→ **WHAT THE TASK ASKS**: The entries are to be output word for word, with the pictures omitted.

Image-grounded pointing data
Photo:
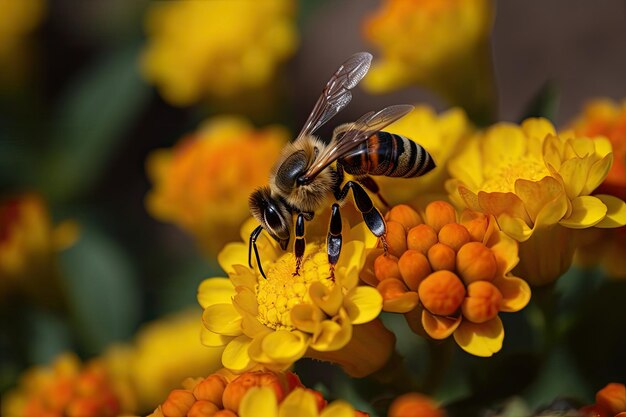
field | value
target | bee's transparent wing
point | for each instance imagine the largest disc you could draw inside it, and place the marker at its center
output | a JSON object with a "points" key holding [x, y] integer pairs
{"points": [[359, 131], [336, 95]]}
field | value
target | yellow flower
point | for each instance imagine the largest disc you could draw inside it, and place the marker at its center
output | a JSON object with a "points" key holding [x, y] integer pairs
{"points": [[274, 322], [605, 118], [28, 245], [218, 47], [440, 136], [537, 184], [443, 44], [162, 354], [449, 277], [251, 394], [203, 183], [67, 388]]}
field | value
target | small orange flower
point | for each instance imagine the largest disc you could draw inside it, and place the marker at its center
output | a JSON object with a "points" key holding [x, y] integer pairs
{"points": [[453, 278]]}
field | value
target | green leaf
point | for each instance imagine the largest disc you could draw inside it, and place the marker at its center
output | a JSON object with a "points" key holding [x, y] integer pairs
{"points": [[545, 103], [93, 116], [102, 289]]}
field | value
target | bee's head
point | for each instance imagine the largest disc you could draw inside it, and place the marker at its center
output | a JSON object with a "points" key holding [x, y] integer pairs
{"points": [[273, 214]]}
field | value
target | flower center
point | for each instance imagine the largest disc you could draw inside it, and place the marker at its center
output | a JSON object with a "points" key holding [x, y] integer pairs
{"points": [[277, 294], [502, 178]]}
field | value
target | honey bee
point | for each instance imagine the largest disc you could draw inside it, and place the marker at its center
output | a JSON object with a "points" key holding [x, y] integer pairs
{"points": [[310, 171]]}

→ **OUTPUT OF THE TASK**:
Photo:
field | value
target | bee's transparent wing
point | for each instance imagine the largest disc you could draw inside it, and place the marker at its center
output | a JSON object with a "points" key holding [x, y] integer pairs
{"points": [[359, 131], [336, 95]]}
field | value
target | yellow flower
point | for each instance imagine the largest disc you could draw inside it, and place the marker at its center
output | a JSON object with a "points" key holding [x, y] integer pairs
{"points": [[274, 322], [605, 118], [28, 245], [218, 47], [440, 136], [537, 184], [443, 44], [162, 354], [449, 277], [251, 394], [203, 183], [67, 388]]}
field | value
target | small orange flower
point | for each instance imagine the largest disc you could draw inside it, and place the marker at its center
output | a JSON object with a "points" key holding [x, y] integer pairs
{"points": [[453, 278]]}
field | value
target | green leaf
point | for each instance imagine the largest disc you could draw inside it, and place the marker at its center
output | a JSON object with a "points" key holding [x, y] integer pairs
{"points": [[545, 103], [93, 116], [102, 289]]}
field | value
target | bee's head
point | for each instance imagine the largest disc you could draw inside it, and place the marker at its center
output | a JSON object with a "points" key holding [x, y] integer pairs
{"points": [[273, 214]]}
field | value
target | flower center
point | for each instance imagine the largest disc you could draw inside it, and place the marker at its center
output | a JSON object with a "points" key holding [x, y] integer pairs
{"points": [[277, 294], [502, 178]]}
field | value
target | honey bee
point | for each instance imagine the largest disc you could draw inside it, and place the marker at its center
output | a JSON object with a "points" key holding [x, y] integer pairs
{"points": [[310, 171]]}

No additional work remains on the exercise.